[Records from a data source]
= = = =
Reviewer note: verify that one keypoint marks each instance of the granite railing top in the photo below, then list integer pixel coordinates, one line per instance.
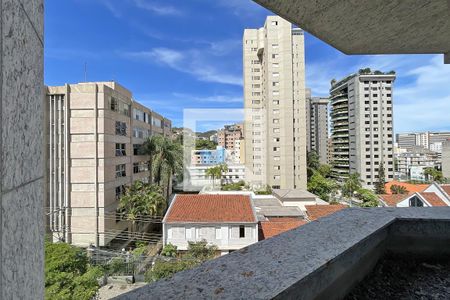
(266, 269)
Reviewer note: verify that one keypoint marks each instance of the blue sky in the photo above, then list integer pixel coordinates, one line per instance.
(187, 54)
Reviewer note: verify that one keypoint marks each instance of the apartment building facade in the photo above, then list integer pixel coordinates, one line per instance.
(362, 126)
(446, 159)
(94, 131)
(227, 136)
(274, 101)
(428, 140)
(317, 125)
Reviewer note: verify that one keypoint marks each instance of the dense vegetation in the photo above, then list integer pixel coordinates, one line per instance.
(68, 274)
(197, 253)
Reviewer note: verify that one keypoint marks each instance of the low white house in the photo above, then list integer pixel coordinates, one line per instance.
(227, 221)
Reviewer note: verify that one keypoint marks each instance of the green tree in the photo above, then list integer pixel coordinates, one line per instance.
(369, 198)
(205, 144)
(141, 200)
(398, 189)
(325, 170)
(351, 185)
(150, 148)
(433, 175)
(381, 182)
(321, 186)
(197, 253)
(313, 162)
(168, 161)
(68, 274)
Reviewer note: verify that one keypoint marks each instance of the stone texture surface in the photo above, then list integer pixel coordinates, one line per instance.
(22, 98)
(278, 266)
(22, 242)
(21, 150)
(371, 27)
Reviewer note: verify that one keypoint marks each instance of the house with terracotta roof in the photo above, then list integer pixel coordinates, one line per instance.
(227, 221)
(275, 226)
(433, 195)
(411, 188)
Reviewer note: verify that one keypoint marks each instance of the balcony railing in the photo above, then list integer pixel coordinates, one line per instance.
(320, 260)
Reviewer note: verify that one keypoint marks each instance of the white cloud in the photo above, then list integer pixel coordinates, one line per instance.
(108, 4)
(159, 9)
(211, 99)
(424, 104)
(194, 61)
(421, 91)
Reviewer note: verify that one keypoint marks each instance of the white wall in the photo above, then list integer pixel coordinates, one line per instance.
(224, 236)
= = = =
Reproduce unchanged the stretch of the records from the line containing "of the green" through the end of the records, both ends included.

The response ▸
Reviewer note: verify that one keypoint marks each instance of the green tree in the photo above, then list integer pixel coordinates, one line per instance.
(369, 198)
(205, 144)
(141, 200)
(398, 189)
(325, 170)
(351, 185)
(150, 148)
(433, 175)
(381, 182)
(321, 186)
(197, 253)
(313, 162)
(168, 161)
(68, 274)
Reviewer note: verify that one keypoint marks each instance of the stone texture surface in the photo above, then list integer pixel coordinates, one line per instance.
(22, 98)
(278, 266)
(22, 242)
(21, 150)
(371, 27)
Reviewer note: verify that one keypoint marks each instance of the house with terracotta roof in the photo above, then list integer pixel coordinates, one line per instance.
(227, 221)
(275, 226)
(433, 195)
(411, 188)
Reviewer note: verify that one keypoint marks each instance of the balcony railing in the photo above, then list integer pixel coordinates, one line per instance.
(320, 260)
Reviewer note: verify that one keypoint marks each instance of the white cloud in the photo above, then list integer pixel coordinates, one line per instance.
(108, 4)
(159, 9)
(211, 99)
(424, 104)
(194, 61)
(421, 91)
Reviewer note: verify that one keypoint marks each instance of the white wall in the photo above, then list integer pixel coordinates, one line per instance.
(224, 236)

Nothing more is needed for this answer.